> [EXERCISE TASK]: Reproduce every line in the stretch from the line containing "Expected: a marker on each instance of the pickup" through the line containing "Expected: a marker on each instance of the black", shifting each coordinate in the answers by adding 66 to it. Leave the pictures out of the output.

> [DATA IN THIS EXERCISE]:
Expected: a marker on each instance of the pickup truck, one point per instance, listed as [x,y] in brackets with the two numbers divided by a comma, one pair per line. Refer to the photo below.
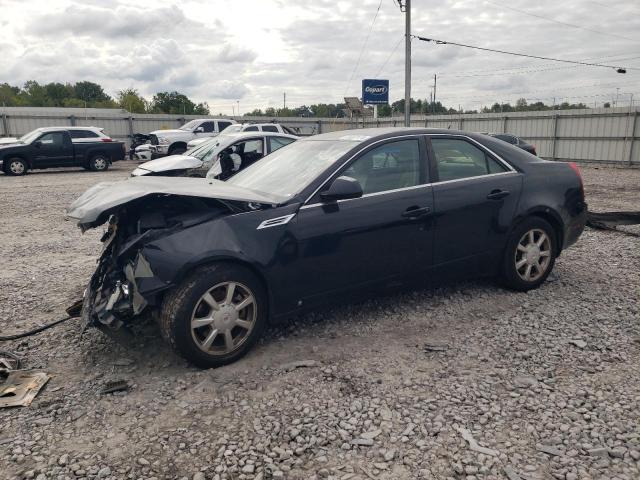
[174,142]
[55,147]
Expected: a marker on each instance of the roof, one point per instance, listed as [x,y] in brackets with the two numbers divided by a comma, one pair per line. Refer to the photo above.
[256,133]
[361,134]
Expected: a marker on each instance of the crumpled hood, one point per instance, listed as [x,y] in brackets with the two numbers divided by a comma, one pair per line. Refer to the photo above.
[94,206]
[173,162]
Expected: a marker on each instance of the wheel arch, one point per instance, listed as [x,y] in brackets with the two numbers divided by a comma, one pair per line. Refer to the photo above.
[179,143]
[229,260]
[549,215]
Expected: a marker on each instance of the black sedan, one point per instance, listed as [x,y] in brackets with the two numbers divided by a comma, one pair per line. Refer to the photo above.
--
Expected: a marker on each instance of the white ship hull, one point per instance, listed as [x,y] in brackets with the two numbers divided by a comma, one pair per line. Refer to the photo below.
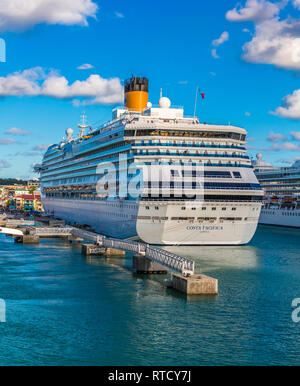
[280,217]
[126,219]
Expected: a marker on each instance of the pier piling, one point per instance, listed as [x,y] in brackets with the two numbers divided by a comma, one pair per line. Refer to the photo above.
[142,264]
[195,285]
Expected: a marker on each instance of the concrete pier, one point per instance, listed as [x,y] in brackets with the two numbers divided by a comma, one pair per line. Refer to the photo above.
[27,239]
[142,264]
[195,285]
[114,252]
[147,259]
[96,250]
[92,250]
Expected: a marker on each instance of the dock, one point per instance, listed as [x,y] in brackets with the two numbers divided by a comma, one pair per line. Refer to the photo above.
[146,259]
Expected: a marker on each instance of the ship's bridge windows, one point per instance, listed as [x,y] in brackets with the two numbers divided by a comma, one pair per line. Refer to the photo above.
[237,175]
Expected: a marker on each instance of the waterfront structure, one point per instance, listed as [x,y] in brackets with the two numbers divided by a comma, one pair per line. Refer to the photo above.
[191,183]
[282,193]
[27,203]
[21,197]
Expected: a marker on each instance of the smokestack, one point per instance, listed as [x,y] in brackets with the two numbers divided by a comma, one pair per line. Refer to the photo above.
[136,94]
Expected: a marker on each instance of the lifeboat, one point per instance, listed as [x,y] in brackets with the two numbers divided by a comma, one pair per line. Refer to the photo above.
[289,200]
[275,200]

> [WRITTEN ANSWER]:
Expected: a marker on each instance of the pickup truck, one point per instance, listed as [x,y] in brackets with the two numbers divided by a comma, one pair per line. Refer to the photo below.
[240,208]
[121,213]
Expected: a marker on each instance of the roof, one point per instance, listed as [x,y] in brackets with the two numbers divided by a comma, one pair per line. Refer to the photo above.
[322,199]
[427,200]
Expected: a marker on each instance of the crumpled hood, one point per instance, listed as [x,y] in brackets with the two numbers divided by a comma, one pair per line. Refer to the photo above.
[160,272]
[239,228]
Expected: a marker on each instance of the wheel arch, one point per instance, listed as [x,y] in brackets with the two numbers divided by a comma, one pair per line. Refer to the photo above.
[245,209]
[295,326]
[615,281]
Expected: a marker on each instance of the black sedan, one point per instance, listed as [x,y] in brackets with the two numbers divided by a comma, one pair per line. Refer to the photo above.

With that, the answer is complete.